WHAT YOU SHOULD DO =
Locate every line in the records that contains the string "hair", matching case exactly, and copy each of those lines.

┌────────

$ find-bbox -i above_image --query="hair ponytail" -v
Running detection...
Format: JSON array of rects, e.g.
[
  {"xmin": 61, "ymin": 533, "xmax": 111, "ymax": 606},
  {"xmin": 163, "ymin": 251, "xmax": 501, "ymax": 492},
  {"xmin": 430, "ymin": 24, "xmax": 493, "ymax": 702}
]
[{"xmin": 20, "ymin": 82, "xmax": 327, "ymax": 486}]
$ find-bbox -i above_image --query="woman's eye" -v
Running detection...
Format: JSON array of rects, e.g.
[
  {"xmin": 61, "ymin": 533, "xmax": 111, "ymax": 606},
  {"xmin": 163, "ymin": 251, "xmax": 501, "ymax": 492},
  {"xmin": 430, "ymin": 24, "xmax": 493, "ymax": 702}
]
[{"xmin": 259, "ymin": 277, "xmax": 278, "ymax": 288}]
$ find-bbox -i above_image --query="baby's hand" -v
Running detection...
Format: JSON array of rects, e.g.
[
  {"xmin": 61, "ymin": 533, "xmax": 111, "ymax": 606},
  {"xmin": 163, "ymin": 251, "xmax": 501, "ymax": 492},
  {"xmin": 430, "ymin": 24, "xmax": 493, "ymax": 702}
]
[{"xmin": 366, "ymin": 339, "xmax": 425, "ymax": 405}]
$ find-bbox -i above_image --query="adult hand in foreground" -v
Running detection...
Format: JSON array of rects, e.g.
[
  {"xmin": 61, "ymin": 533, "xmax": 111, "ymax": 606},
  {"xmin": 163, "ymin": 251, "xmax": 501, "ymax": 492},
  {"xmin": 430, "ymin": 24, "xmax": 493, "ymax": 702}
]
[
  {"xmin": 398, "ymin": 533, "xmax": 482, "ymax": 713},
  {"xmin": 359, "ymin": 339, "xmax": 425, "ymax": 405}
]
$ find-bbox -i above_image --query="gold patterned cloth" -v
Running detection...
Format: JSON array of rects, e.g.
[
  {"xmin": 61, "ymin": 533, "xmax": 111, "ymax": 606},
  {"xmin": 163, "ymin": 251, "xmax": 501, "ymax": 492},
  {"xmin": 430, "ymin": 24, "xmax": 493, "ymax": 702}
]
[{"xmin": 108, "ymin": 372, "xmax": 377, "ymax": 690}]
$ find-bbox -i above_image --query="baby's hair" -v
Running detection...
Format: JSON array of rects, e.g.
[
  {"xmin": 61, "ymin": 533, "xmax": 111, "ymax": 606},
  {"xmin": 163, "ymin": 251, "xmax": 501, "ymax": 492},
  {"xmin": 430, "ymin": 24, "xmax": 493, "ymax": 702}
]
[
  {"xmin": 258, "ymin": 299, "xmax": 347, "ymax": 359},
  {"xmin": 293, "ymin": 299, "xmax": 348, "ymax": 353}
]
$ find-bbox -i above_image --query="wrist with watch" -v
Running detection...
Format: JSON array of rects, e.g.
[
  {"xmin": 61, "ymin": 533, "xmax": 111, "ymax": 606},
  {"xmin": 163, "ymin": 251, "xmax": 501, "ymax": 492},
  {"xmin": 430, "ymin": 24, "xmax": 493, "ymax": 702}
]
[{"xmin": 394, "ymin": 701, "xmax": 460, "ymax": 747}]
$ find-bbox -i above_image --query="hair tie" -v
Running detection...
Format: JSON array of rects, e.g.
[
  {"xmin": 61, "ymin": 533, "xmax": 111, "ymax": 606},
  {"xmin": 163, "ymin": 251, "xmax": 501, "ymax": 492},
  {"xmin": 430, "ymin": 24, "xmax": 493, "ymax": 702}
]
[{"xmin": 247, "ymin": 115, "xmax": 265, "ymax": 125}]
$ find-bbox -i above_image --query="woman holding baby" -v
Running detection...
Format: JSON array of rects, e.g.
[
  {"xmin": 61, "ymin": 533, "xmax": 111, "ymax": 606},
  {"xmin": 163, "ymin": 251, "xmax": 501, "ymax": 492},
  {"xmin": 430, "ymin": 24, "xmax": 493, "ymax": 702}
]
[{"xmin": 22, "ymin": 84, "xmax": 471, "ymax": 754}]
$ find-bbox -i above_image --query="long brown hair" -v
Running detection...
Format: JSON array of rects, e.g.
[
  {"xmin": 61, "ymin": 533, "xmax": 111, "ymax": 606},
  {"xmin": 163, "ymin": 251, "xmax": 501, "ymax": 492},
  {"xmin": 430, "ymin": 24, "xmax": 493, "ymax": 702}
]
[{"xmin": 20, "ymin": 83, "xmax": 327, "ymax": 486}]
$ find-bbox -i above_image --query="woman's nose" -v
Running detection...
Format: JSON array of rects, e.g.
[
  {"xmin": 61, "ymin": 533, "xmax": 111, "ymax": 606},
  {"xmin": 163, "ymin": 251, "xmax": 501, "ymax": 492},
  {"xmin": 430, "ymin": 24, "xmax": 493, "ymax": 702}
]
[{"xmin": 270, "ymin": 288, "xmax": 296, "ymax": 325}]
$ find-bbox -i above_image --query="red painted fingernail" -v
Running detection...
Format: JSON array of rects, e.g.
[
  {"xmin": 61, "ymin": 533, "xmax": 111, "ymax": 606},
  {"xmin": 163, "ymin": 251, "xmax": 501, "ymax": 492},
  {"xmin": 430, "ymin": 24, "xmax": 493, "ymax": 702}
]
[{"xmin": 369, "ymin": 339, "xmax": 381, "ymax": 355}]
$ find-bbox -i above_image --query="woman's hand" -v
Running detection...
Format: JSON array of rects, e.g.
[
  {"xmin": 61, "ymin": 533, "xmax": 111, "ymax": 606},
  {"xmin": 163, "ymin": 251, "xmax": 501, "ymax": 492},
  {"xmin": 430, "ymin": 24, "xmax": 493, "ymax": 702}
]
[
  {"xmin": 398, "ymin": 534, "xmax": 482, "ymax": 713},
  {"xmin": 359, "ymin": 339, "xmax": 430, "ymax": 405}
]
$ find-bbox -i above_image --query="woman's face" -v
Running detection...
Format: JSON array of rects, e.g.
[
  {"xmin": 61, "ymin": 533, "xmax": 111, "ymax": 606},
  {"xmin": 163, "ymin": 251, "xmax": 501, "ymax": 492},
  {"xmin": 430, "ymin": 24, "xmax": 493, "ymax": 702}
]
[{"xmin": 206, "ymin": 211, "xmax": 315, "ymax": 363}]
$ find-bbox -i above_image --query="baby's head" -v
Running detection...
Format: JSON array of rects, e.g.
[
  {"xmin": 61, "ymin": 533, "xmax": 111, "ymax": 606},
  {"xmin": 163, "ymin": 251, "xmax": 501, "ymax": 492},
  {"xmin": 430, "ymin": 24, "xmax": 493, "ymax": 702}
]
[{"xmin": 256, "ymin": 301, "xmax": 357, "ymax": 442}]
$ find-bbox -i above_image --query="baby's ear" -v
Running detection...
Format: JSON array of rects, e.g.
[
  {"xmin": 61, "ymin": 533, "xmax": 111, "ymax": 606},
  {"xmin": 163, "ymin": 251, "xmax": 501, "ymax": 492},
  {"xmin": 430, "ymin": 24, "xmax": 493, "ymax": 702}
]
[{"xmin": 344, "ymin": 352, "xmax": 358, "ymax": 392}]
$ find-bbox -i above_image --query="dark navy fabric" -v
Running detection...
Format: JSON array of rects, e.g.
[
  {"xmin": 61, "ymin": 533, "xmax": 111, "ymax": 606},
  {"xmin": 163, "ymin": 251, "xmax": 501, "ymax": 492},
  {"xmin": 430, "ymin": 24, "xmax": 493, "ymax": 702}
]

└────────

ANSWER TO THE TASK =
$ find-bbox -i above_image --query="hair ponytail" -v
$ find-bbox -i above_image --query="baby's hair" -v
$ find-bbox -i above_image --query="hair tie" -v
$ find-bbox -i above_image --query="long brown hair" -v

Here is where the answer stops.